> EXERCISE INSTRUCTIONS
a: In the passage on Trump administration falsehoods, on what day did Karoline Leavitt claim that every economic metric shows the economy improving?
b: Render this sentence from the passage on Trump administration falsehoods in Spanish: "This is not a hard fact to check."
c: Pick up the passage on Trump administration falsehoods after its final sentence and keep writing.

PROVIDED PASSAGE: Begin

Explaining the Right is a weekly series that looks at what the right wing is currently obsessing over, how it influences politics—and why you need to know.
This past week, White House press secretary Karoline Leavitt blatantly lied while defending President Donald Trump’s terrible economic performance.
“Every economic metric does in fact show that the economy is improving,” she said Thursday.
This is not a hard fact to check. Unemployment is up, prices are up, and affordability continues to plague U.S. consumers as they deal with the fallout from Trump’s idiotic tariffs.
Leavitt’s lazy lie isn’t an aberration. Trump and his administration lie with abandon, not about obscure topics that require expertise to debunk, but about simple issues that anyone can easily understand.
For instance, Trump said Monday that he never said that he would release video of U.S. missile strikes on boats in South America. But just a few days before, Trump said that releasing the video would be “no problem.”
Or take Trump’s ever-escalating number of wars that he claims to have stopped since taking office. You don’t have to be an expert in geopolitics to understand this is bogus.
As Trump’s team whips up lie after lie, he continues to claim that everyone else is lying, particularly when he is fact checked. But Trump’s aversion to the truth with easily dispelled whoppers is not new for the GOP.

PROVIDED PASSAGE: End
EXTRACTED MATERIAL: Begin

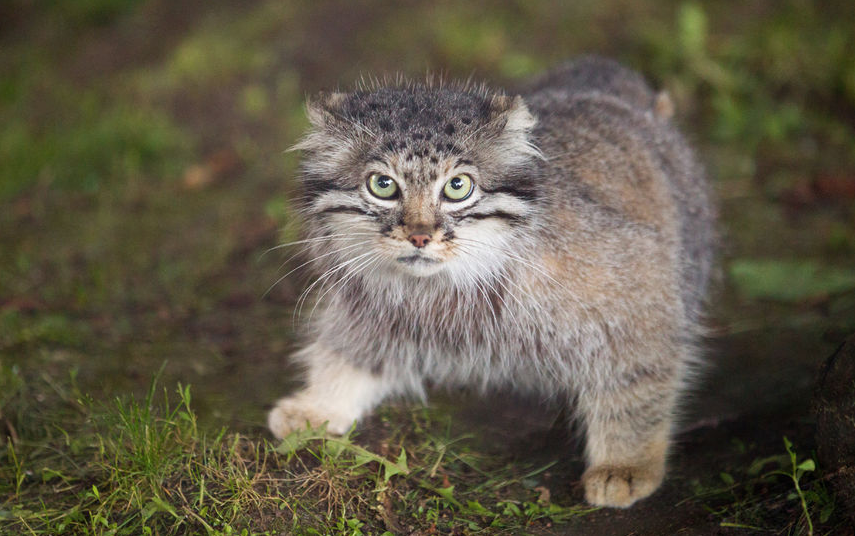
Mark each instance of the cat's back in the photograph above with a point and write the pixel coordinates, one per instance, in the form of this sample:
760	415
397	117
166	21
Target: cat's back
608	137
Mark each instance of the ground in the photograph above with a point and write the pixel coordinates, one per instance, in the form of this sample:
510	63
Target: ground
143	182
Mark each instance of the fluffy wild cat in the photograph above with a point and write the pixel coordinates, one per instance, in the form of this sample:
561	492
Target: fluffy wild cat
556	242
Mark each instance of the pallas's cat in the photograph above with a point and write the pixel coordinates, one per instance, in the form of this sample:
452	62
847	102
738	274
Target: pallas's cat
558	241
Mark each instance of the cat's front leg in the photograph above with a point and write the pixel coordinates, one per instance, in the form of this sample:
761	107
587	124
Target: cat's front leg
336	392
628	422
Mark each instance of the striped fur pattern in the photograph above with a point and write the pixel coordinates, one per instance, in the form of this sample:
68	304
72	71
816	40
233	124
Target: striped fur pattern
577	267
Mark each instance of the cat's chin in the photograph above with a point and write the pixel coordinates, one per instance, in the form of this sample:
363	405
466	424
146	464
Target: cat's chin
419	266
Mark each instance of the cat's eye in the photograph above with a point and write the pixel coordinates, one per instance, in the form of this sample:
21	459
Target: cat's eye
382	186
458	187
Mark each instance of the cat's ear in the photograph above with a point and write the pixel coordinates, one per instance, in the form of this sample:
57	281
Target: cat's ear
513	113
323	111
510	128
323	108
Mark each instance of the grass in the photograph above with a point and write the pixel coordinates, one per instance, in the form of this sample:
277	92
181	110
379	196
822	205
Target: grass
780	493
145	467
142	176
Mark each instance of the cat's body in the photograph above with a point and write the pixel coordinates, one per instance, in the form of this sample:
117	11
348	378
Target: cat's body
574	265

EXTRACTED MATERIAL: End

> WRITTEN RESPONSES
a: Thursday.

b: Este no es un dato difícil de comprobar.

c:
In the mid-2000s, as the Iraq War descended into a bloody quagmire, former President George W. Bush repeatedly insisted that his administration would “stay the course.”
But then in October 2006, ahead of midterm elections where Democrats would clobber the GOP and take control of Congress, Bush told ABC News, “We’ve never been ‘stay the course.’”
As multiple video montages of the moment have shown, this was a blatant lie that anyone could easily see.
In addition to politicians simply lying to advance their agendas, the Republican habit of putting out bad lies is a product of the toxic conservative media environment.
While leftists walk on eggshells, concerned that even telling the truth will result in being slammed by the mainstream media for telling a lie, the right has created a world of its own where instant lies are currency.
The point of right-wing media, especially at Fox News, is to prop up the Republican Party—not reality. Trump’s presidency has been a mess, even by the bar he set for himself during the 2024 election. But according to Fox, it has been a great success.
That isn’t the kind of venue that’s going to debunk a statement like Leavitt’s or acknowledge the reality that Trump is far more likely to start a new war than prevent one.
Related | 29 times Fox News made us cringe in disgust this year
At the same time, the mainstream outlets that come under attack from Republicans when they do get a story right are still far more likely to carry the right’s water. When a dangerous lie gets downgraded to a competing claim, why would a Republican bother to tell the truth?
This environment rewards the lie more than it fosters a creative lie. Republicans push obvious falsehoods because there’s little to no incentive to come up with something plausible. That’s how staying the course in Iraq morphs into never being “stay the course,” and it’s how “every economic metric” is purportedly positive while Americans struggle to afford food.
For decades, it has been clear that Republicans don’t care about the truth. But they also don’t care enough to come up with good lies.